→ Source material:
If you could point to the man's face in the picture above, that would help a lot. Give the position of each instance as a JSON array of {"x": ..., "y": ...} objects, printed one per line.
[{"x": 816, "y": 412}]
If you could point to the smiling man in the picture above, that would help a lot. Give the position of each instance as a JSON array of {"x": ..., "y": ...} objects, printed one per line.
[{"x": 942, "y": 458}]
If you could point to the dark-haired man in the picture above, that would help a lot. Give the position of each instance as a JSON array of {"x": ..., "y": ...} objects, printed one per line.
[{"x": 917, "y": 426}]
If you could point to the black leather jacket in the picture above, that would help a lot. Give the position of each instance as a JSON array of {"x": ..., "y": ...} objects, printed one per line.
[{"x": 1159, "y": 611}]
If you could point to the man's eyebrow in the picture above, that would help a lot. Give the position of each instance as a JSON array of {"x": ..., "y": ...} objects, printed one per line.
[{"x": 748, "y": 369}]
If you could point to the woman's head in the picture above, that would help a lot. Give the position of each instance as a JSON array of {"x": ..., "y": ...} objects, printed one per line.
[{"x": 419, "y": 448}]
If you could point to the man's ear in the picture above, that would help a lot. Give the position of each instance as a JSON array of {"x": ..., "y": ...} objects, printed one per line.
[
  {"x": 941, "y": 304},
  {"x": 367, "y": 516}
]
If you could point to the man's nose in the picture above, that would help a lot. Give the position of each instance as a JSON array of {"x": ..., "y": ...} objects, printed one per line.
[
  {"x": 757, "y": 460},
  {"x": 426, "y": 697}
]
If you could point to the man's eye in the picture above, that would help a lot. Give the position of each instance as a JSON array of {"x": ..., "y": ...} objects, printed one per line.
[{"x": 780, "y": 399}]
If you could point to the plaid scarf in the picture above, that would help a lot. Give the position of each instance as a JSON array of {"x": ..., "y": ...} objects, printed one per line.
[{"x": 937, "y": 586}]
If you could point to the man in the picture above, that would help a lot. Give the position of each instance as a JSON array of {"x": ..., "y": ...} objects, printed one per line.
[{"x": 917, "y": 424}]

→ Work order:
Your task is an exact transcription of every line above.

→ Result of the exercise:
If you could point to the man's face in the picture above, that would help a lot. Give the position of each instance as a JSON array of {"x": ..., "y": ...} objects, printed one per line.
[{"x": 816, "y": 412}]
If you could point to the smiling man in the picture above, that would help a lot. Give the position of each instance as a JSON array of {"x": ..., "y": ...} objects, printed one per line.
[{"x": 942, "y": 458}]
If you could point to the dark-haired man in the picture above, that would help a lot. Give the position of each instance as a JSON array of {"x": ..., "y": ...} objects, printed one per line.
[{"x": 917, "y": 426}]
If you could point to the black leather jacket in the picture above, that would help a lot. Give the position of each instance as a JSON array of {"x": ..., "y": ...} objects, printed one per line.
[{"x": 1159, "y": 611}]
If you could point to the man's eyebrow in the picture above, that would help a lot. Give the position of each instance as a JSON array of {"x": ..., "y": ...} objects, printed one per line.
[{"x": 748, "y": 369}]
If you could point to the woman's head in the picture above, that would help a lot. Give the position of each instance as a JSON array of {"x": ..., "y": ...} objects, printed one per line.
[{"x": 419, "y": 448}]
If you could point to the man's ear in the picture above, that would help a lot. Give the position of each instance as a JSON array of {"x": ..., "y": ...} objects, printed one per line.
[
  {"x": 941, "y": 304},
  {"x": 367, "y": 516}
]
If you could point to the man's nose in the picture above, that would help a lot. Give the position of each instance as a JSON array of {"x": ..., "y": ...} objects, printed one per line.
[
  {"x": 757, "y": 460},
  {"x": 426, "y": 697}
]
If you could point to the man's eye in the picture above, that would help a lot. Give the position of each instance as a JSON array of {"x": ..., "y": ...} objects, printed one per line.
[{"x": 780, "y": 399}]
If you could point to the plaid scarf in the picture above, that would help a lot. Give the position of each instance as a JSON array of {"x": ..., "y": ...} objects, printed one per line.
[{"x": 937, "y": 586}]
If you could point to the man in the picture above, that would help a lot. Give the position of each instance as a JSON array of {"x": ..., "y": ...} objects, printed one per line.
[{"x": 917, "y": 424}]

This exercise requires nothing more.